> _Records for processing_:
• • • •
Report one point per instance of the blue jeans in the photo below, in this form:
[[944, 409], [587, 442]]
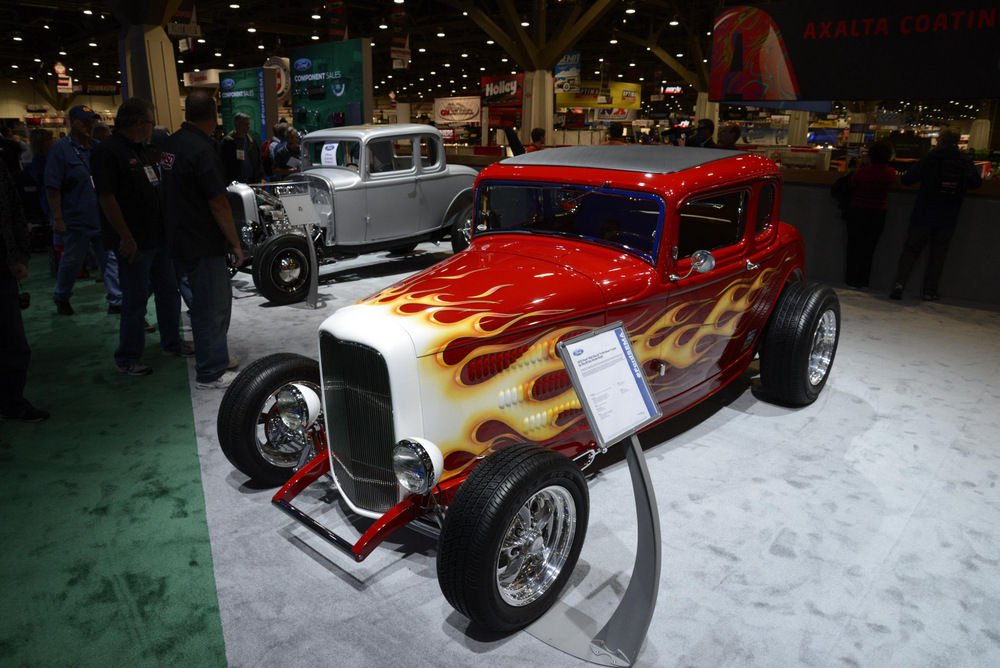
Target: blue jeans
[[211, 308], [152, 269], [76, 242]]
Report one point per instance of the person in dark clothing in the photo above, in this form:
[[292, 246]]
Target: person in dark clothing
[[15, 354], [127, 184], [703, 135], [866, 212], [201, 231], [944, 177], [240, 153]]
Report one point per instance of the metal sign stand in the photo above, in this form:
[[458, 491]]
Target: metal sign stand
[[602, 364]]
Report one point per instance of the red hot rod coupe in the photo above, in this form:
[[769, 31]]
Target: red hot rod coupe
[[441, 400]]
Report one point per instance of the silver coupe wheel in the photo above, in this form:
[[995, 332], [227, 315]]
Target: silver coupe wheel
[[536, 545], [824, 345]]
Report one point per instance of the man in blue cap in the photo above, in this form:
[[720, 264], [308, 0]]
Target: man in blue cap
[[69, 187]]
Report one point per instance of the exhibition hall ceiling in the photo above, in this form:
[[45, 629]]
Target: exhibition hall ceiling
[[449, 51]]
• • • •
> _Stated goal_: Your task is to set down the records shown above exactly, minus any pictures.

> _Complete answer_:
Report one point per instance of the blue jeans in the photo below, in this form:
[[944, 409], [587, 442]]
Target: blue jeans
[[211, 308], [152, 269], [76, 242]]
Report one point per instance of the person in dark clothing in the photo above, in this form:
[[292, 246]]
Target: person in dark clothing
[[15, 354], [127, 184], [703, 135], [866, 212], [201, 231], [944, 177], [240, 153]]
Report one point per instance of the metal sign stand in the photo above, in this form:
[[458, 491]]
Target: metal sign stand
[[602, 364]]
Report one point per instance of the red hot rod coupe in the photo above, in this form:
[[769, 31]]
Target: red hot rod coupe
[[441, 400]]
Report one point per instance of the silver coupe wheel in the photo above, in this form:
[[995, 332], [227, 315]]
Target: silver coupe wheel
[[536, 545], [824, 345]]
Report one point per instance of the man in blue cap in the photo above, in this form:
[[720, 264], [308, 0]]
Target: man in blue cap
[[69, 187]]
Report one point per instance of the exhibition hall ceiling in the photo above, in this form:
[[45, 629]]
Target: exhibition hall ceiling
[[449, 51]]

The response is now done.